WHAT YOU WILL DO: The lines to be set down run from the line containing "Practice task. Find the khaki" through the final line of the data below; print them exactly and print nothing else.

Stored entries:
>>>
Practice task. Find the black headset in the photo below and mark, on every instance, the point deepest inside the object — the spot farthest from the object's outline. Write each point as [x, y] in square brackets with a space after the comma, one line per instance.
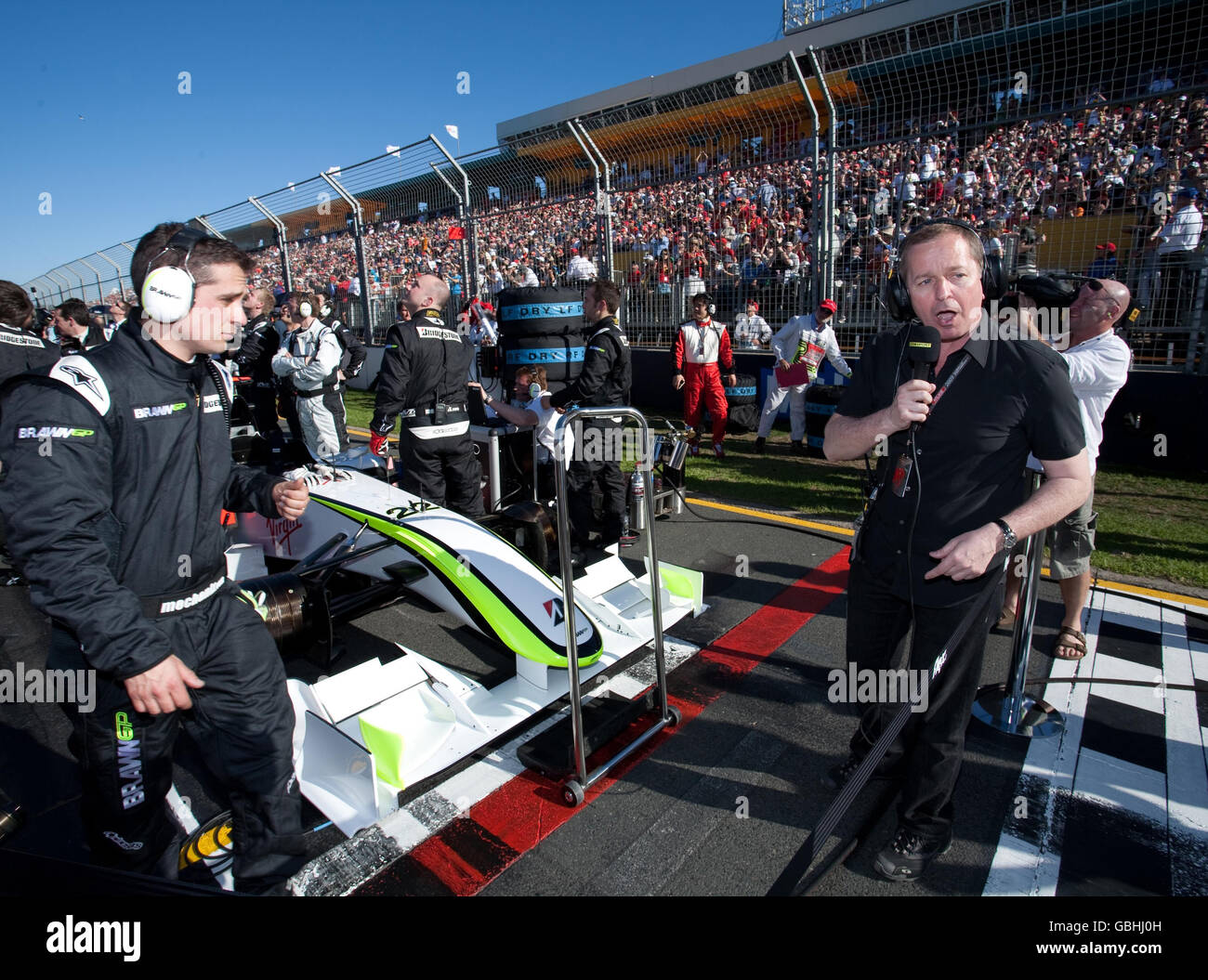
[897, 297]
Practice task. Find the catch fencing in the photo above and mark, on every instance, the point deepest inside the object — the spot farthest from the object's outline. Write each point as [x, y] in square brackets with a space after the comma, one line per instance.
[1062, 129]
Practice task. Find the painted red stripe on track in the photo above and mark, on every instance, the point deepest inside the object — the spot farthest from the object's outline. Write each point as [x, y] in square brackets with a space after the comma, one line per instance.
[530, 807]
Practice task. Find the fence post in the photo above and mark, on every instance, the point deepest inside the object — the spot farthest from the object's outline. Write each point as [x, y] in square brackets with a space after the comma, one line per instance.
[828, 281]
[361, 245]
[100, 290]
[279, 227]
[469, 283]
[121, 286]
[462, 213]
[814, 224]
[596, 166]
[60, 282]
[84, 289]
[605, 202]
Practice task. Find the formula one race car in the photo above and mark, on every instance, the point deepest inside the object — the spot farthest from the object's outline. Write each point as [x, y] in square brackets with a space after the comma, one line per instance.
[365, 734]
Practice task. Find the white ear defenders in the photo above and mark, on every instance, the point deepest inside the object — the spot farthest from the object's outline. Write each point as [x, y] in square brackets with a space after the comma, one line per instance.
[167, 293]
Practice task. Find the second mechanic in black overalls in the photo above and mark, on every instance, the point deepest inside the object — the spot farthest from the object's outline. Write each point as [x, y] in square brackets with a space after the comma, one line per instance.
[423, 379]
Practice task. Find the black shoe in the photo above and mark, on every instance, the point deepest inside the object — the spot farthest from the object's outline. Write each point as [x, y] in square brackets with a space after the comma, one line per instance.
[838, 777]
[909, 856]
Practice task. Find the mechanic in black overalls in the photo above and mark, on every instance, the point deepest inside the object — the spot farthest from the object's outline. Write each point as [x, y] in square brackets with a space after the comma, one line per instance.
[116, 467]
[423, 379]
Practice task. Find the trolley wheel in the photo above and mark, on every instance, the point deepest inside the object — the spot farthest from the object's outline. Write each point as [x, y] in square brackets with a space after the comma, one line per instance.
[571, 793]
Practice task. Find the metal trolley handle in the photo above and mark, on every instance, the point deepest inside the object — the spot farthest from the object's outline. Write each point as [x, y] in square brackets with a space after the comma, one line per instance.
[575, 789]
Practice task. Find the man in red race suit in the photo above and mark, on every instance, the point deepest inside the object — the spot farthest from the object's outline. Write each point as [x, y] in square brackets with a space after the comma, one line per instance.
[701, 346]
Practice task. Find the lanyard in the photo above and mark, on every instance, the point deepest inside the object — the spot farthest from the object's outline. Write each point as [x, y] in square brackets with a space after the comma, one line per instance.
[947, 384]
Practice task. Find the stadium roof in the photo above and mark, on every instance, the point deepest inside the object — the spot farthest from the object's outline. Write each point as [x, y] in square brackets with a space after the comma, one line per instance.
[833, 31]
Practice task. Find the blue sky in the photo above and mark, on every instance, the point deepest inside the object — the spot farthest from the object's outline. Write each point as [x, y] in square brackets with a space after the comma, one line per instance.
[281, 93]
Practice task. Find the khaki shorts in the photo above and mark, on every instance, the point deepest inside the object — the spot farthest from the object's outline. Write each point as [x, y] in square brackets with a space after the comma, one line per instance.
[1071, 542]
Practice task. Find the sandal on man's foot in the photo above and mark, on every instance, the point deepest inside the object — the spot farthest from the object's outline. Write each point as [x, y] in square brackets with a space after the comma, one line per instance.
[1071, 640]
<<<
OUTPUT BELOW:
Practice task. Find the khaki shorts in the photo above and mark, on every instance, the point deepest inside the object — the spot farthest from the object's outline. Write each point as [x, y] in square brackets with a space after the comma, one line per instance.
[1071, 542]
Practice task. Find the sandal on man's foot in the photo above and mark, on every instance, the point deepest inside the object — the spot farthest from the object's outline. Write each point as [x, y] in square brackets with a space after the comma, one line per instance.
[1071, 640]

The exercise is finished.